Rewrite the stretch from the line containing "of the hockey" through the last of the lines below, substituting "widest part" for "thickest part" and leaving all other text unchanged.
──────── Stored records ────────
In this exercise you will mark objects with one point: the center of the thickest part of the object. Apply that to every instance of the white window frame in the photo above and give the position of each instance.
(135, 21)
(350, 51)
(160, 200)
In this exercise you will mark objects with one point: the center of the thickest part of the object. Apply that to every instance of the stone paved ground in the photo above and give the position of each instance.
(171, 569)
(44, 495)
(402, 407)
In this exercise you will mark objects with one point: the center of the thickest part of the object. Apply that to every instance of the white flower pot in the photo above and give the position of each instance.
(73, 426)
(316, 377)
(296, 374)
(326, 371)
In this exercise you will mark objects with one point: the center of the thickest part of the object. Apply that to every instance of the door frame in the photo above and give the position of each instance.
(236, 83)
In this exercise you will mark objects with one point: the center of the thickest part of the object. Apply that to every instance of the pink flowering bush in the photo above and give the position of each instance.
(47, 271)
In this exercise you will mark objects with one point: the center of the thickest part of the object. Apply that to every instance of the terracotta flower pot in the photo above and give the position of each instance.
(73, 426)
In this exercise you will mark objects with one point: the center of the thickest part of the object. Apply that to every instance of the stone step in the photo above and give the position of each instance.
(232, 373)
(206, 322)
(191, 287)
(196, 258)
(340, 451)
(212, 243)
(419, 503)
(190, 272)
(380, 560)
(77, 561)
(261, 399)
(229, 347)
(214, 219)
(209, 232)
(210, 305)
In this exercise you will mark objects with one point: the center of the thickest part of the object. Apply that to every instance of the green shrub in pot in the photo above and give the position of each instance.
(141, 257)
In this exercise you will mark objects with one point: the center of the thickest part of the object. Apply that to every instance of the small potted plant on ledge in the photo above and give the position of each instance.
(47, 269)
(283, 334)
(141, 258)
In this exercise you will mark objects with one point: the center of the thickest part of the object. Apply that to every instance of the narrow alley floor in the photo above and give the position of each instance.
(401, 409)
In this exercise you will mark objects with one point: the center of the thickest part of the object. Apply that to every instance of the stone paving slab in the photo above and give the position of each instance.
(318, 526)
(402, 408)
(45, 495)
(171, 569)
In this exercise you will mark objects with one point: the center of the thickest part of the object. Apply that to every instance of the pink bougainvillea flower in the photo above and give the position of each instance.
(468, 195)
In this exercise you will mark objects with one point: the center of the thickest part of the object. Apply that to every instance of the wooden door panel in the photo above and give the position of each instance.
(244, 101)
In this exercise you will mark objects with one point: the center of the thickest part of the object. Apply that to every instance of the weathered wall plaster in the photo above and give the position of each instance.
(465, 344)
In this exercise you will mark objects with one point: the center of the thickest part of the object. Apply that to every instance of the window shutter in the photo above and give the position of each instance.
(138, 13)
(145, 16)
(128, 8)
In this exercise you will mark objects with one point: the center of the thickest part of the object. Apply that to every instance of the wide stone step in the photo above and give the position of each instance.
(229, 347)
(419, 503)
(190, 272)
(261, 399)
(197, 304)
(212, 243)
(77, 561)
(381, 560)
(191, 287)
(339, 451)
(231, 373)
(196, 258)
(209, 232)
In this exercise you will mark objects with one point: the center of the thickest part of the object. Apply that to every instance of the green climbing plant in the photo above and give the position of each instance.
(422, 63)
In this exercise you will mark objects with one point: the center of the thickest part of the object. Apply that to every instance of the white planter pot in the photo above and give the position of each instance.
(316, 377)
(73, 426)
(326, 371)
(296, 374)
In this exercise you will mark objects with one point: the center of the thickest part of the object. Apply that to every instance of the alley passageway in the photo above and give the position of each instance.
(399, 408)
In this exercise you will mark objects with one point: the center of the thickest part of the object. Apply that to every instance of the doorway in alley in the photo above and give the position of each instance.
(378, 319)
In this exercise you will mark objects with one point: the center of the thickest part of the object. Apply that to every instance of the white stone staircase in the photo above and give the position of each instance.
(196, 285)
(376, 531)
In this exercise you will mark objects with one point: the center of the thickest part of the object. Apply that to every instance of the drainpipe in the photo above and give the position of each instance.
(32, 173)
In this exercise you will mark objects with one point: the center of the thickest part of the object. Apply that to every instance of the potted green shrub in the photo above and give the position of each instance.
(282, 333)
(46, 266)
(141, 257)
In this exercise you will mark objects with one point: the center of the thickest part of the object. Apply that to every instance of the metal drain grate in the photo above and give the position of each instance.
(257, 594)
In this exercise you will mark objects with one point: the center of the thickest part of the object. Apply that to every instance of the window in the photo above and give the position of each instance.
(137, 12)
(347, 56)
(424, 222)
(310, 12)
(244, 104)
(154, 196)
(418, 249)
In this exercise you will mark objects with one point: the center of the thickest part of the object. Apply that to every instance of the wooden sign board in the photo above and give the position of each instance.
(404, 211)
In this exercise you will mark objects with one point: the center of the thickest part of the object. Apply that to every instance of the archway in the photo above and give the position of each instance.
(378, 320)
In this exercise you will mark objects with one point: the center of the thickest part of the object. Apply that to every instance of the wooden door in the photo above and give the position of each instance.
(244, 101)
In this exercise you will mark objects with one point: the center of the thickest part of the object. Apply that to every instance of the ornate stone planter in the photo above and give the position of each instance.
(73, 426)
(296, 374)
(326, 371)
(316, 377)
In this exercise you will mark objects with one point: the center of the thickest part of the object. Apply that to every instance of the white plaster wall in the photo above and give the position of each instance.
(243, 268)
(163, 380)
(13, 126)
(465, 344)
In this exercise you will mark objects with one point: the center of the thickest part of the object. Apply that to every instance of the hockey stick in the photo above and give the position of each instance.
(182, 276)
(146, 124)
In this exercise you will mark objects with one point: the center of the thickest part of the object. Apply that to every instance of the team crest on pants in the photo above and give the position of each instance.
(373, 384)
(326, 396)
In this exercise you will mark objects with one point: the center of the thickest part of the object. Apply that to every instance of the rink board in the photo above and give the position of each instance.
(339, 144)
────────
### Solution to the problem
In this exercise you will mark objects with one point: the center of the widest part of the object. Apply that to every instance of the hockey stick in the photo above and give the position of each instance.
(182, 276)
(146, 124)
In this exercise you will mark objects with one point: the center of the widest part of the object. Apply that to every instance of the team crest on pants in the photo above and give the position of each instance.
(373, 384)
(326, 396)
In this exercise you will mark objects with one point: the center of the widest part of the object. Apply that to every instance of the rink board in the photo above and give the position of each instance.
(339, 144)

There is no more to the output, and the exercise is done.